## Instructions to follow:
Copy out the records verbatim, starting at the line containing "Which spot sits on each instance of the woman's ear" and ending with the line containing "x=768 y=414", both lines included.

## Raw records:
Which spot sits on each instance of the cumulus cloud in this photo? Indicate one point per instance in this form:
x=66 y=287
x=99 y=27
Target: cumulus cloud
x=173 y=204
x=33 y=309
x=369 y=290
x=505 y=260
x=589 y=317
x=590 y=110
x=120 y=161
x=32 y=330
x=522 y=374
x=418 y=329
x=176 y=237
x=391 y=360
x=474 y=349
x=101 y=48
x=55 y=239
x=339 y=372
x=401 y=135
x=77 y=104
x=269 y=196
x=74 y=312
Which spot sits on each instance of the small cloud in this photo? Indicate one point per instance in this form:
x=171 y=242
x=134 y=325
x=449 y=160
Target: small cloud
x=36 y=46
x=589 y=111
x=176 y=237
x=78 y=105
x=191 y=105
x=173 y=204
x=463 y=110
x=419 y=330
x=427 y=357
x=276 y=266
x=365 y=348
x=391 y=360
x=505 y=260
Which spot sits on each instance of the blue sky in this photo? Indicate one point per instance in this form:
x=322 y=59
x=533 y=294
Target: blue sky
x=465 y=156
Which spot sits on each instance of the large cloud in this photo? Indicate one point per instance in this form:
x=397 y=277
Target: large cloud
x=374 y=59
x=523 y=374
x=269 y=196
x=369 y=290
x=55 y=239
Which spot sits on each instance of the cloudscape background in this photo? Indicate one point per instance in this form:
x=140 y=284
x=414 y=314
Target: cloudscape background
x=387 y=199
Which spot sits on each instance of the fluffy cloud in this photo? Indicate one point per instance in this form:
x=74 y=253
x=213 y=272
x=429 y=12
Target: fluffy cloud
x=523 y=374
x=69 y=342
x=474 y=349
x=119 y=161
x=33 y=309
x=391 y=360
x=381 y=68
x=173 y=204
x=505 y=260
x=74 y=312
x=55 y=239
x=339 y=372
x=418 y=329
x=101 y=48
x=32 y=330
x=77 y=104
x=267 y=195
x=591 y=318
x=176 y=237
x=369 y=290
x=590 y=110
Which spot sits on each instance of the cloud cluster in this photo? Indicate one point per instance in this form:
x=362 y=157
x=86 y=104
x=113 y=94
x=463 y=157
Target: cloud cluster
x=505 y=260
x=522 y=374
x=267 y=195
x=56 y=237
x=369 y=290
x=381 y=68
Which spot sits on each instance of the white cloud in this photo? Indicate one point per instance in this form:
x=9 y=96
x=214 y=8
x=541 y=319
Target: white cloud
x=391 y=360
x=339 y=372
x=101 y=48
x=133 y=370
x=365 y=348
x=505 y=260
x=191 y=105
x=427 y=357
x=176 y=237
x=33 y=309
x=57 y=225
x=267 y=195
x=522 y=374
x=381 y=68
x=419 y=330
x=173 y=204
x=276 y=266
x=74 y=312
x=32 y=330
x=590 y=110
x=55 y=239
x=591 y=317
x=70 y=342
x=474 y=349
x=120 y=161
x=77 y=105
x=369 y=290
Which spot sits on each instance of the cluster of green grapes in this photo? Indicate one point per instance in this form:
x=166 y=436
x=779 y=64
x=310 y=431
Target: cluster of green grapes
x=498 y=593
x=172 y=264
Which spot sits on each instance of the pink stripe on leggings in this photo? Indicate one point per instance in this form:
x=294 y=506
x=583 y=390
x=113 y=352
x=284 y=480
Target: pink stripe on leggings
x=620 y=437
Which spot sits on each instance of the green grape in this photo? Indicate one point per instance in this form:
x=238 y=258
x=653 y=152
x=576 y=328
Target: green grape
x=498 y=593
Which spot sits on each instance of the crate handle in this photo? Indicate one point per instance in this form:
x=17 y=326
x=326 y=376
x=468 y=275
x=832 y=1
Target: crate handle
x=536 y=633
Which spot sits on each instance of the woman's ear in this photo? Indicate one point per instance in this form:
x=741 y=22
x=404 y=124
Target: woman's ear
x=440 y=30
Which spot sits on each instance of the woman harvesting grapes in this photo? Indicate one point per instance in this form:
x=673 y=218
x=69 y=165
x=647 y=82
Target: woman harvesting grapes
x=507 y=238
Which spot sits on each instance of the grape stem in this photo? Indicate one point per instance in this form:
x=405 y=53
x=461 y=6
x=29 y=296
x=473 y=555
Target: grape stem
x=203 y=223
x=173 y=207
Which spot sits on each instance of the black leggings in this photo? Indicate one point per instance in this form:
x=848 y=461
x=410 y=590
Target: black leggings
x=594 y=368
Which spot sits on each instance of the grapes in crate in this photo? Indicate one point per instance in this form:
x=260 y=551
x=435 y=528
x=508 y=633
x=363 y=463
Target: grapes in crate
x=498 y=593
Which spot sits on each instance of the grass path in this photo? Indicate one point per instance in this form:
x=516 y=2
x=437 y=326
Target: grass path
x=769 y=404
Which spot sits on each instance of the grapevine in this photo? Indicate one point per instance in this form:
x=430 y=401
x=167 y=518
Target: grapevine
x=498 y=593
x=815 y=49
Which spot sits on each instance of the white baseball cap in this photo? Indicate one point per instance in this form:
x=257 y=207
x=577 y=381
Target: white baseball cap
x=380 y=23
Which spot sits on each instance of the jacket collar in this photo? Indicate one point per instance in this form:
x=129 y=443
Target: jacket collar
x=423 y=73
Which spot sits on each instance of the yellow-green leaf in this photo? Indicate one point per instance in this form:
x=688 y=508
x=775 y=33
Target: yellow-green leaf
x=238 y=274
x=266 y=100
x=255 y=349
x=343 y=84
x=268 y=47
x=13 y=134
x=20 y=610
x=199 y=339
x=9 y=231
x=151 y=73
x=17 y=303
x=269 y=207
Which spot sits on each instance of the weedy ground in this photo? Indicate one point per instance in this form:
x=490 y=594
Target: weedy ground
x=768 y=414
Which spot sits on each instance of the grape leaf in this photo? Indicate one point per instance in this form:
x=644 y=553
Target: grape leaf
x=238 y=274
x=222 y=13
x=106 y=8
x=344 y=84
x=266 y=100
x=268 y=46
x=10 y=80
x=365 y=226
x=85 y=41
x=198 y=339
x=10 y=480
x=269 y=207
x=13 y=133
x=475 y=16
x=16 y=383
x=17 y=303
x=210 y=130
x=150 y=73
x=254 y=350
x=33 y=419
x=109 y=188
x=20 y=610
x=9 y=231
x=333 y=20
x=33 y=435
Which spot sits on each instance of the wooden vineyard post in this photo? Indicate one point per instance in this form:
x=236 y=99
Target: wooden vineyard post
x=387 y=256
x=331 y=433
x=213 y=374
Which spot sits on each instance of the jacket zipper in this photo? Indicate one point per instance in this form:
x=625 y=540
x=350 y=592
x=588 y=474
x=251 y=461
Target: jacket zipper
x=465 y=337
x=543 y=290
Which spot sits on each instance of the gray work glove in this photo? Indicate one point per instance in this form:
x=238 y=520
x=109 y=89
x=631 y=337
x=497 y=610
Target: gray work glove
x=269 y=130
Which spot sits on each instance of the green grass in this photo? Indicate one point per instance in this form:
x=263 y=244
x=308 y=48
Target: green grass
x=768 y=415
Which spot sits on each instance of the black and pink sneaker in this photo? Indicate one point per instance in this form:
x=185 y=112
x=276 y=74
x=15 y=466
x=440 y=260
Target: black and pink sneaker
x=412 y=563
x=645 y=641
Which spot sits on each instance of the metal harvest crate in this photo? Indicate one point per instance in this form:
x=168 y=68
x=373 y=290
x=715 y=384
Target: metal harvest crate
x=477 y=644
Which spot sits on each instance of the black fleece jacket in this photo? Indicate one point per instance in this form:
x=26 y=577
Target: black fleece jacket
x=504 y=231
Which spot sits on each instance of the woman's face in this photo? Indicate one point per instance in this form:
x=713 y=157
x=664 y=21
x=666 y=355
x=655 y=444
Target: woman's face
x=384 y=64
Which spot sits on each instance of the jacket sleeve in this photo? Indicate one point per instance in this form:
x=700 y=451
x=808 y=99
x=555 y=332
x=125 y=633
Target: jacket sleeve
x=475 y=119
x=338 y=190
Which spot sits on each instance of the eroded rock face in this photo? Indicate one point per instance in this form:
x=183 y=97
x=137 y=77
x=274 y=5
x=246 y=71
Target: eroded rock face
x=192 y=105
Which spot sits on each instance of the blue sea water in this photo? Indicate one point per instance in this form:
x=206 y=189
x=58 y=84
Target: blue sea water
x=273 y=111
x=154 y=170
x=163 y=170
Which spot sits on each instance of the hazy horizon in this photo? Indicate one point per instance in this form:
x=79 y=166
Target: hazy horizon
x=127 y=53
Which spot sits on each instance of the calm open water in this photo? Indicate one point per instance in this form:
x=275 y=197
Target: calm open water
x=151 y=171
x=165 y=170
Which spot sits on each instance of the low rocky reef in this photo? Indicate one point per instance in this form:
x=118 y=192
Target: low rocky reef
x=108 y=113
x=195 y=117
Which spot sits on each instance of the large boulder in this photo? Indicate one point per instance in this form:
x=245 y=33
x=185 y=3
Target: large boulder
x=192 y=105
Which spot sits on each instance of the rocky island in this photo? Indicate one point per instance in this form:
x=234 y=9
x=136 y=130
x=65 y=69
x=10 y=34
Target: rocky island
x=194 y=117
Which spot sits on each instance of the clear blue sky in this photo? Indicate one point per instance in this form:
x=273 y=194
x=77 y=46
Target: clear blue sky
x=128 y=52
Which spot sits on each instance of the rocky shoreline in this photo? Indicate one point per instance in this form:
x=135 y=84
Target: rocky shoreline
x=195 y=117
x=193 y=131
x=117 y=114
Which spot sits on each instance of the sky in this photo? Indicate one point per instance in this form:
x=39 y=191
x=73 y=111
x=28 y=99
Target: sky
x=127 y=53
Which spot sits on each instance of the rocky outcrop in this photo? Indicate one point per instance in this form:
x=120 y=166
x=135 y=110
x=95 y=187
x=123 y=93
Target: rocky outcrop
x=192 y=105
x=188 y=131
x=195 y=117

## Output for this exercise:
Which spot sits on each instance of the woman's ear in this photo? Indicate one point per instance in this form:
x=741 y=22
x=404 y=124
Target: woman's ear
x=440 y=30
Which spot sits on each instance of the woman harvesting grapes in this photo? Indicate one point per instance in this form:
x=673 y=218
x=69 y=165
x=647 y=82
Target: woman harvesting grapes
x=507 y=238
Which spot sits on each instance of the grape stem in this photo? Indicate one point per instance in this form:
x=405 y=53
x=461 y=6
x=29 y=296
x=473 y=555
Target: grape stem
x=203 y=223
x=173 y=207
Which spot sits on each instance of the black leggings in this photo? Indicate one point per instance in this form:
x=848 y=461
x=410 y=590
Target: black leggings
x=594 y=368
Which spot sits on each instance of the grapes in crate in this photo? Indicate one point per instance in this form:
x=260 y=551
x=435 y=528
x=508 y=633
x=363 y=463
Target: grapes in crate
x=498 y=593
Which spot sits on each instance of the grass path in this photo? Indicate one point per instance in this form:
x=516 y=2
x=437 y=326
Target: grass path
x=769 y=404
Which spot sits on each instance of the grapevine in this photo? Indicate one point per instance in this form:
x=430 y=401
x=167 y=518
Target: grapevine
x=498 y=593
x=815 y=49
Which spot sits on each instance of the white baseball cap in this photo? Indicate one point per instance in this form:
x=257 y=207
x=577 y=381
Target: white baseball cap
x=380 y=23
Which spot sits on each instance of the jacket collar in this photo? Indicate one point per instance in this form:
x=129 y=443
Target: jacket collar
x=423 y=73
Which spot sits on each instance of the yellow-green leaf in this photo? Indicate one point per instance in this form:
x=688 y=508
x=775 y=33
Target: yellow-green leaf
x=238 y=274
x=266 y=100
x=255 y=349
x=343 y=84
x=268 y=47
x=13 y=134
x=20 y=610
x=199 y=339
x=9 y=231
x=151 y=73
x=17 y=303
x=269 y=207
Which spot sits on each instance of the weedy ground in this photo? Indicate one point per instance in this form:
x=490 y=594
Target: weedy ground
x=768 y=414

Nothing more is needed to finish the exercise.